What needs to be done:
Answer these from the article on plant protein and satiety:
(a) In what journal, and in what month and year, was the study published?
(b) Who took part in the meal test?
(c) According to the bottom line, in what respect did the meat-based product do slightly better?

--- Source passage Enclosed Below ---

A new study found plant protein promotes high satiety.
In recent years, animal advocacy groups have been pushing for less animal and more plant based consumption. Manufacturers have made progress in the texture of plant based products that look, taste, and feel like their animal based predecessors. You can buy fake chicken nuggets, hot dogs, sausages, hamburger patties, and just about anything you might want. This study still leaves many questions to be answered like can they be as filling as their animal based brethren?
One study looked at this very issue. The study was published in October of 2016 in Food Nutrition Research. It took 43 healthy, normal-weight, young men completed this randomized, double-blind, placebo-controlled, three-way, cross-over meal test. The three-meals used in the study were high protein based on veal and pork meal, high protein based on legumes or low-protein based on legumes. Subjective appetite sensations were recorded at baseline and every half hour using visual analog scales. The results of the study were surprising. The high protein legume based diet induced lower composite appetite score, hunger, prospective food consumption, and higher fullness compared to high protein meat and low protein legume counterparts. Further more, the high protein legume group ate 13% and 12% lower calorie count respectively.
Problems with the study, the N is small so a small error can make a huge difference. More research is needed. I would like to see a study that looks at equal levels of fiber consumption. The high protein legume based diet has 25 grams of protein when compared to the constipating 6 grams in the meat based diet.
The bottom line: Legume based high protein diets are an option and appear to promote satiety. Vegetable-based meals reduce appetite sensations comparable to animal-based meals with similar energy and protein content even though the meat based product performed slightly better in palatability. Based on my medical knowledge and research, I suspect that the meat based diet would be a clear winner if it were added to a Medetereaned diet with a high fiber content. Either way, more research is needed.

--- End of Enclosed Source passage ---
--- Raw data Enclosed Below ---

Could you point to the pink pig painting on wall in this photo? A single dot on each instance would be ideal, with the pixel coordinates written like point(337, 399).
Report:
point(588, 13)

--- End of Enclosed Raw data ---

Output of the exercise:
(a) Food Nutrition Research, October 2016.
(b) 43 healthy, normal-weight, young men.
(c) Palatability.